The survey also showed that African youth have a strong appetite for democracy, particularly African-style democracy. Most (53%) believe that Western-style democracy is not suited to the continent, while 39% have the opposite view. The equality of all citizens under the law is the most important democratic value, in the eyes of Africa’s young people, and only 52% believe their country treats everyone equally in this regard.

Covid-19 pandemic

Another big concern raised by youth in the survey is the continent’s handling of infectious diseases, specifically the Covid-19 pandemic that wreaked havoc across the globe for more than two years. Given the subpar standard of health facilities around the continent and the mis-education of the masses on infectious diseases, this posed a serious health threat for Africa. Four in 10 youth approved of their country’s handling of Covid-19, though the pandemic did leave a trail of destruction in developing economies and directly affected the youth. Young people joined the ever rising queue of unemployment which was exacerbated by Covid, and they are not optimistic that their leaders will turn the situation around soon.

South Africa in particular is grappling with the issue of rising numbers of unemployed – both youth and older people – and here too the pandemic worsened the situation. South Africans were dealt a further blow with rampant corruption relating to Covid relief funds meant to assist those financially affected by the pandemic, and corruption relating to funds for emergency equipment. This alone further raised the level of distrust in political leaders to the roof.

The youth in Africa also feel that leadership in the continent is not doing enough to level the playing field regarding equality, particularly with gender-based and ethnic discrimination still at high levels – 47% said they have experienced such discrimination.

They also have concerns about the protection of the LGBTQI+ community. Only seven countries in Africa have LGBTQI+ anti-discrimination laws and many still criminalise same-sex marriages. South Africa is known as the most unequal society in the world and young people do not feel confident that the government is doing enough to address the problem.

## [Required action]
Copy the page excerpt about the survey of African youth word for word, from start to finish. You won't need the data that comes next.

## [Available data]
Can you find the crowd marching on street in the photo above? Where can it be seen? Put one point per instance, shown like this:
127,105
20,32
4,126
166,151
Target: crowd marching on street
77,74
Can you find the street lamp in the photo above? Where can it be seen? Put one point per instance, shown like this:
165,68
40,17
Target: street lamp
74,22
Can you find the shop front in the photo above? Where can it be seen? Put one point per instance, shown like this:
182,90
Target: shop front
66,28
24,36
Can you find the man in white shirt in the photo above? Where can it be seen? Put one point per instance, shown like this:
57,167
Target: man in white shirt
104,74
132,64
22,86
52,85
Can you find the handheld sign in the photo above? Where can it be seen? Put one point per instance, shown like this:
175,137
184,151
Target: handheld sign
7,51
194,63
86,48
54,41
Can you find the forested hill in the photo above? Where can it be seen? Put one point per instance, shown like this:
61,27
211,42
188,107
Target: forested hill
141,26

## [Answer to this problem]
The survey also showed that African youth have a strong appetite for democracy, particularly African-style democracy. Most (53%) believe that Western-style democracy is not suited to the continent, while 39% have the opposite view. The equality of all citizens under the law is the most important democratic value, in the eyes of Africa’s young people, and only 52% believe their country treats everyone equally in this regard.

Covid-19 pandemic

Another big concern raised by youth in the survey is the continent’s handling of infectious diseases, specifically the Covid-19 pandemic that wreaked havoc across the globe for more than two years. Given the subpar standard of health facilities around the continent and the mis-education of the masses on infectious diseases, this posed a serious health threat for Africa. Four in 10 youth approved of their country’s handling of Covid-19, though the pandemic did leave a trail of destruction in developing economies and directly affected the youth. Young people joined the ever rising queue of unemployment which was exacerbated by Covid, and they are not optimistic that their leaders will turn the situation around soon.

South Africa in particular is grappling with the issue of rising numbers of unemployed – both youth and older people – and here too the pandemic worsened the situation. South Africans were dealt a further blow with rampant corruption relating to Covid relief funds meant to assist those financially affected by the pandemic, and corruption relating to funds for emergency equipment. This alone further raised the level of distrust in political leaders to the roof.

The youth in Africa also feel that leadership in the continent is not doing enough to level the playing field regarding equality, particularly with gender-based and ethnic discrimination still at high levels – 47% said they have experienced such discrimination.

They also have concerns about the protection of the LGBTQI+ community. Only seven countries in Africa have LGBTQI+ anti-discrimination laws and many still criminalise same-sex marriages. South Africa is known as the most unequal society in the world and young people do not feel confident that the government is doing enough to address the problem.